» **DATA TO USE**:
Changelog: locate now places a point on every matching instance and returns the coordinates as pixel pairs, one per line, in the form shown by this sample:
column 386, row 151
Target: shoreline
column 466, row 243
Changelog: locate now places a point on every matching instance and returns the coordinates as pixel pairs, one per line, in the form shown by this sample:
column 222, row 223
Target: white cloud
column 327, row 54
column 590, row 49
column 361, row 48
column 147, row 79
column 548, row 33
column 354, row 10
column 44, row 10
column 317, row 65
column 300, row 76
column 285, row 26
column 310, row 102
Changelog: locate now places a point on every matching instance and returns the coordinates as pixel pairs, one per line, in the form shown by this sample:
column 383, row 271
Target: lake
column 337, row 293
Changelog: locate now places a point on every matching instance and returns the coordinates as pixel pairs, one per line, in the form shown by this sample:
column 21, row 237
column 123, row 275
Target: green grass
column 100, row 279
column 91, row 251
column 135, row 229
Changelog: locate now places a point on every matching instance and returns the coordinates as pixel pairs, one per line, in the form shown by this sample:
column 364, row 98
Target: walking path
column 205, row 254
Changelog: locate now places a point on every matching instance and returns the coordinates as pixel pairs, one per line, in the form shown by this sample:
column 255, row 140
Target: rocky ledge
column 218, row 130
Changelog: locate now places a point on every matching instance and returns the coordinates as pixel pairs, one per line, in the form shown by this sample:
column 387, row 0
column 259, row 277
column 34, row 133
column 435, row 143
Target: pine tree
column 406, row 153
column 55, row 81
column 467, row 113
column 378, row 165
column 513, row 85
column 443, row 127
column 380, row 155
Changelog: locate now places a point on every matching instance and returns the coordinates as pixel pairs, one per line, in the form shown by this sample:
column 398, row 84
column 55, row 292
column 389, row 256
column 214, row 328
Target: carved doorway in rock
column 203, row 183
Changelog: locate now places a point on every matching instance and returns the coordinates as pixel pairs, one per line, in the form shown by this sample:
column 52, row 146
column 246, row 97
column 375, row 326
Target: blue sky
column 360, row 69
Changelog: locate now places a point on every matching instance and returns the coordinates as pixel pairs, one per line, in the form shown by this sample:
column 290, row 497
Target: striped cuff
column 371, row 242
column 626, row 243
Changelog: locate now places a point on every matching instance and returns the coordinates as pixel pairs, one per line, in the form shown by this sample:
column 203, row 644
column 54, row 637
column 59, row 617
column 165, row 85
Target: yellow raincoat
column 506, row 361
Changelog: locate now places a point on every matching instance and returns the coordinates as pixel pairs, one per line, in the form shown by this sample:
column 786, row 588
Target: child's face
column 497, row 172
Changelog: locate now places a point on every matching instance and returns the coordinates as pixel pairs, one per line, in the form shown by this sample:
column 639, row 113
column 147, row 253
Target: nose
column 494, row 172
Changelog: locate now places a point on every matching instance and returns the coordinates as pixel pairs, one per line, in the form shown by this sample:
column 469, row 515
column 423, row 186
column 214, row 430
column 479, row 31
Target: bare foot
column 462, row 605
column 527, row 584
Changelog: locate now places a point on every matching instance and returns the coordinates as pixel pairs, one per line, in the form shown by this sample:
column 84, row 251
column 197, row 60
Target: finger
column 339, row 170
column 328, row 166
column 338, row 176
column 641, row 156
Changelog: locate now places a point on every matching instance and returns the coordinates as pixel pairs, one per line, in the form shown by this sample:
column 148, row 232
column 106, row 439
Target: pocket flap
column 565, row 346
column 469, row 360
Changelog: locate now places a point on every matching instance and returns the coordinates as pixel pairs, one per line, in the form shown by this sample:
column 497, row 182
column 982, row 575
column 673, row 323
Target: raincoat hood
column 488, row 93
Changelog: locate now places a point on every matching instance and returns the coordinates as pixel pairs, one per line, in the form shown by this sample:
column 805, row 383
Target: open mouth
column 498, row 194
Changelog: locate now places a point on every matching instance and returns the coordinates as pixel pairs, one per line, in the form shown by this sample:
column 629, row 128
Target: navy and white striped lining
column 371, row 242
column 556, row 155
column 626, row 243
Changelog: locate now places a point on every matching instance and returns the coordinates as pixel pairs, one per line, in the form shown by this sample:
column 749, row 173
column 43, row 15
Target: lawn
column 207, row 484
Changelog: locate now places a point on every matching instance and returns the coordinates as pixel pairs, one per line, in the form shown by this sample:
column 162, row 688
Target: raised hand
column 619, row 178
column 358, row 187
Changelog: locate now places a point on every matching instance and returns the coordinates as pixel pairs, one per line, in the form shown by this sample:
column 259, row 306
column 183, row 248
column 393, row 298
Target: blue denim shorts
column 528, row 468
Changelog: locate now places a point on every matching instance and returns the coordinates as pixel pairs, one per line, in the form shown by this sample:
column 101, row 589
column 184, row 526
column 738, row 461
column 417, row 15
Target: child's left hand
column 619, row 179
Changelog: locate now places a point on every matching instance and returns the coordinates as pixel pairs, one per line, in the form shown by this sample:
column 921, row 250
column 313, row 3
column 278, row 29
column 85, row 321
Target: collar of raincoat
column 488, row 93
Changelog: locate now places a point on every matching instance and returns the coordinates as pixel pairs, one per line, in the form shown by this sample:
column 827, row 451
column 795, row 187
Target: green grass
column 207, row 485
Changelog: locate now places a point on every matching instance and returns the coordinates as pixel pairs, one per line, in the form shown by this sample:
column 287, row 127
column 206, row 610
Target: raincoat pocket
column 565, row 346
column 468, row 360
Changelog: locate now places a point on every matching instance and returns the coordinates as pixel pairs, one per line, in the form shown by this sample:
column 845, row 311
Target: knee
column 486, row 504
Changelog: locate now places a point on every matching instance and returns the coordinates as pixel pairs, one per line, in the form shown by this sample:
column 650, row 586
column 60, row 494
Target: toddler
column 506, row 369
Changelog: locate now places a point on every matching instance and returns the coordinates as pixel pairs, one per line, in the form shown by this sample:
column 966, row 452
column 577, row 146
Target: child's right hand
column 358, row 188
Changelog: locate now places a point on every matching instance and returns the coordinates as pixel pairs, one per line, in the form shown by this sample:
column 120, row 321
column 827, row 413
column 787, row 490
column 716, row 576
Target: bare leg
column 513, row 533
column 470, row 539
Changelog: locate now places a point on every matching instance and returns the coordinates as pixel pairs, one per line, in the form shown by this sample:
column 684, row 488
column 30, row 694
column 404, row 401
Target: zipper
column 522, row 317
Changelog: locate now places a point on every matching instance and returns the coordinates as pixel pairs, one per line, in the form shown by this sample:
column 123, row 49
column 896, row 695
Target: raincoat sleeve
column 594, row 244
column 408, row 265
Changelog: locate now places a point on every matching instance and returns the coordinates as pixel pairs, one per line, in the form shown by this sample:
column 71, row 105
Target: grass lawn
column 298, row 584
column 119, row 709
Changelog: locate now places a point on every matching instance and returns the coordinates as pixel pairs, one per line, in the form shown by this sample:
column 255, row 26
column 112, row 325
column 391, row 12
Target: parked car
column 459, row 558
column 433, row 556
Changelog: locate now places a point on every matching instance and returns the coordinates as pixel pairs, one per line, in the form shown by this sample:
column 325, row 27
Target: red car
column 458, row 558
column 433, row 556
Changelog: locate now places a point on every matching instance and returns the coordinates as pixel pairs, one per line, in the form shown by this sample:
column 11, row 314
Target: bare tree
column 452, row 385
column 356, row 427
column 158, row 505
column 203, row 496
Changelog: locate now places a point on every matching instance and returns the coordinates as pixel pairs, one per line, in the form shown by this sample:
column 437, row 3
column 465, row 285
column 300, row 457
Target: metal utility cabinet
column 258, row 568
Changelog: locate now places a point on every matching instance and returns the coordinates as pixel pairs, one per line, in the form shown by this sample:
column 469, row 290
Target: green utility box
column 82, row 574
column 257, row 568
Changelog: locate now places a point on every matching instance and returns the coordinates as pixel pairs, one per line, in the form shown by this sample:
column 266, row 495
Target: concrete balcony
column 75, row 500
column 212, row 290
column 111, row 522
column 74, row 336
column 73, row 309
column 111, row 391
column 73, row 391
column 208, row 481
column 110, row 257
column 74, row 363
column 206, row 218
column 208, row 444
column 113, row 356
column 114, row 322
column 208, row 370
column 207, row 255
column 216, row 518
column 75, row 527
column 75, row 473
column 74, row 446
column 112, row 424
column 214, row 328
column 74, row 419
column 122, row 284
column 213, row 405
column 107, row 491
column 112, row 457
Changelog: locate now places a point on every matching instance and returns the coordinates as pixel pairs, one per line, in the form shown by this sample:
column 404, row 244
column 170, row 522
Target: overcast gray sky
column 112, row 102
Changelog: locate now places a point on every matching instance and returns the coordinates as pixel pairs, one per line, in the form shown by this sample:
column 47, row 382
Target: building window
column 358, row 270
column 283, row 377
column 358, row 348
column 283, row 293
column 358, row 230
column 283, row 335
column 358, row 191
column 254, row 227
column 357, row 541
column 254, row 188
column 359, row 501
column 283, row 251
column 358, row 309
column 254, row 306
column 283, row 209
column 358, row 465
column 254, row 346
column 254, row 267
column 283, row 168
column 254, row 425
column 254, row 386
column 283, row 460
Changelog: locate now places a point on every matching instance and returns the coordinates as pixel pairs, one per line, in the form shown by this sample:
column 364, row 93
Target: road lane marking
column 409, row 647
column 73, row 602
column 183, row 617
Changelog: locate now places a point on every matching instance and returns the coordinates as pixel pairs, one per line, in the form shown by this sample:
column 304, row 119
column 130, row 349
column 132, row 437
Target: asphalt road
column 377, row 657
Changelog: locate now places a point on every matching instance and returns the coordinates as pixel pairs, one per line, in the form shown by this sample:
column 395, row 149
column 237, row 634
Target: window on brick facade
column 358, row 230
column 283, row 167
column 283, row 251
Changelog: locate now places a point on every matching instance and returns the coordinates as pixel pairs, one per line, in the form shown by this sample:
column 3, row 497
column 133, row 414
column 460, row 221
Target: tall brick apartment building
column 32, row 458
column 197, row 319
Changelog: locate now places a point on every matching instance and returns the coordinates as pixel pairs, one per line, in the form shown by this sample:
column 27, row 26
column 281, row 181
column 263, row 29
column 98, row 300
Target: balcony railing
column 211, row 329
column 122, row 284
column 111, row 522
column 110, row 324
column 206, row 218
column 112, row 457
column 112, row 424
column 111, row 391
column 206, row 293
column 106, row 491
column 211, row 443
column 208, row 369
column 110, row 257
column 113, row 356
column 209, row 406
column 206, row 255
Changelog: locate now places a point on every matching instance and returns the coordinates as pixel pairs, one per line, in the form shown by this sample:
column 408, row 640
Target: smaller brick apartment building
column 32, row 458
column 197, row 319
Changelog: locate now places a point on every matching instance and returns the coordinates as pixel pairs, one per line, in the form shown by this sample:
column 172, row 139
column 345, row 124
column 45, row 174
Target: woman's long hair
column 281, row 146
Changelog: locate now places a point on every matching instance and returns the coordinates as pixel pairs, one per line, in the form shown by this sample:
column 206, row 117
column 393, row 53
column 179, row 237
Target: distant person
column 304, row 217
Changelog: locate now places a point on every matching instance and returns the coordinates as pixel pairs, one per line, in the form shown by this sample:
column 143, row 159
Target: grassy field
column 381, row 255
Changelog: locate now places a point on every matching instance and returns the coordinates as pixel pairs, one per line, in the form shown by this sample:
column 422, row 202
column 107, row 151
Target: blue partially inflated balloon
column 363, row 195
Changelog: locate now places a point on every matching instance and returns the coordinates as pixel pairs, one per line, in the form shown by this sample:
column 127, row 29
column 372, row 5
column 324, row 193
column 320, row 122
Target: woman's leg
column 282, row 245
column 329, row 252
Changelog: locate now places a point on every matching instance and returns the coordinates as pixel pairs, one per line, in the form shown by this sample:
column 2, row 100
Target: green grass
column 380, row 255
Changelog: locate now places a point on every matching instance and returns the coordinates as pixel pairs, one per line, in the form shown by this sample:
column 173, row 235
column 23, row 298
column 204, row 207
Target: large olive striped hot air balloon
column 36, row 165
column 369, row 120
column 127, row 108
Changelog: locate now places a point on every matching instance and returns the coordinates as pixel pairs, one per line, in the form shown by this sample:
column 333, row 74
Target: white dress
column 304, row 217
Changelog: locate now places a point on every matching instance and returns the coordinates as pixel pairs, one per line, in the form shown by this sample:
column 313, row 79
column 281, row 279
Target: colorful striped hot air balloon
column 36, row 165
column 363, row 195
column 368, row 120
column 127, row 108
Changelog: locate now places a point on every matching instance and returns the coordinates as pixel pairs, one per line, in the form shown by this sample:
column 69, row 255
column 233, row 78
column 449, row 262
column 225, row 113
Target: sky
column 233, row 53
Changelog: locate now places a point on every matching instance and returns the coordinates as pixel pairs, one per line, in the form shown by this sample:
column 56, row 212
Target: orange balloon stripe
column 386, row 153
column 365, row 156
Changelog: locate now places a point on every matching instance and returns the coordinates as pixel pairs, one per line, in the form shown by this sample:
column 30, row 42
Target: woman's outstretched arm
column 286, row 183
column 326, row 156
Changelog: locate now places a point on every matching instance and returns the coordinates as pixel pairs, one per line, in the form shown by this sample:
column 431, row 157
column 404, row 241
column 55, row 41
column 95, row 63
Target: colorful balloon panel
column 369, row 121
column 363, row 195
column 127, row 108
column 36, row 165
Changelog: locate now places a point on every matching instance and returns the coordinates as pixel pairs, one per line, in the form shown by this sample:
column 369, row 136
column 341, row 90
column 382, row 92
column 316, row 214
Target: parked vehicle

» **REQUIREMENT**: Could you recast the entries, from their start through the line containing "column 466, row 243", as a Markdown table with the columns Row and Line, giving each line its number and leaving out any blank lines?

» **TASK RESPONSE**:
| Row | Line |
|---|---|
| 1 | Changelog: locate now places a point on every matching instance and returns the coordinates as pixel pairs, one per line, in the form shown by this sample: |
| 2 | column 386, row 151 |
| 3 | Target: shoreline |
| 4 | column 466, row 243 |